**GIVEN TEXT:**
########################################

Thanks for the reviews.

On Tue, 2025-02-18 at 09:25 +0000, CK Hu (胡俊光) wrote:
> On Tue, 2025-02-18 at 13:41 +0800, Jason-JH Lin wrote:
> > MT8196 has 3 new hardware configuration compared with the previous
> > SoC,
> > which correspond to the 3 new driver data:
> > 
> > 1. mminfra_offset: For GCE data plane control
> >    Since GCE has been moved into mminfra, GCE needs to append the
> >    mminfra offset to the DRAM address when accessing the DRAM.
> 
> It seems that GCE has iova and mminfra would mapping the iova to
> physical address.
> Maybe let GCE be a iommu device or add iommus property in device
> node, and use dma_map_xxx() to get iova of GCE.
> iommus property point to mminfra device (maybe another name) and
> mminfra device would process the mapping of iova and physical
> address.

The GCE in the 8196 is using IOVA already.

########################################

**RECORDS:**

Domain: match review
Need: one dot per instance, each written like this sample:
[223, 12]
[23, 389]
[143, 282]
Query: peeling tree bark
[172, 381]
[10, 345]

########################################

**THE PROBLEM:**
Starting with the words "On Tue, 2025-02-18 at 09:25" and stopping after "iova of GCE.", can you give that part of the mailing-list reply again with "system memory" substituted for every "DRAM"?

**SOLUTION TO THIS TASK:**
On Tue, 2025-02-18 at 09:25 +0000, CK Hu (胡俊光) wrote:
> On Tue, 2025-02-18 at 13:41 +0800, Jason-JH Lin wrote:
> > MT8196 has 3 new hardware configuration compared with the previous
> > SoC,
> > which correspond to the 3 new driver data:
> > 
> > 1. mminfra_offset: For GCE data plane control
> >    Since GCE has been moved into mminfra, GCE needs to append the
> >    mminfra offset to the system memory address when accessing the system memory.
> 
> It seems that GCE has iova and mminfra would mapping the iova to
> physical address.
> Maybe let GCE be a iommu device or add iommus property in device
> node, and use dma_map_xxx() to get iova of GCE.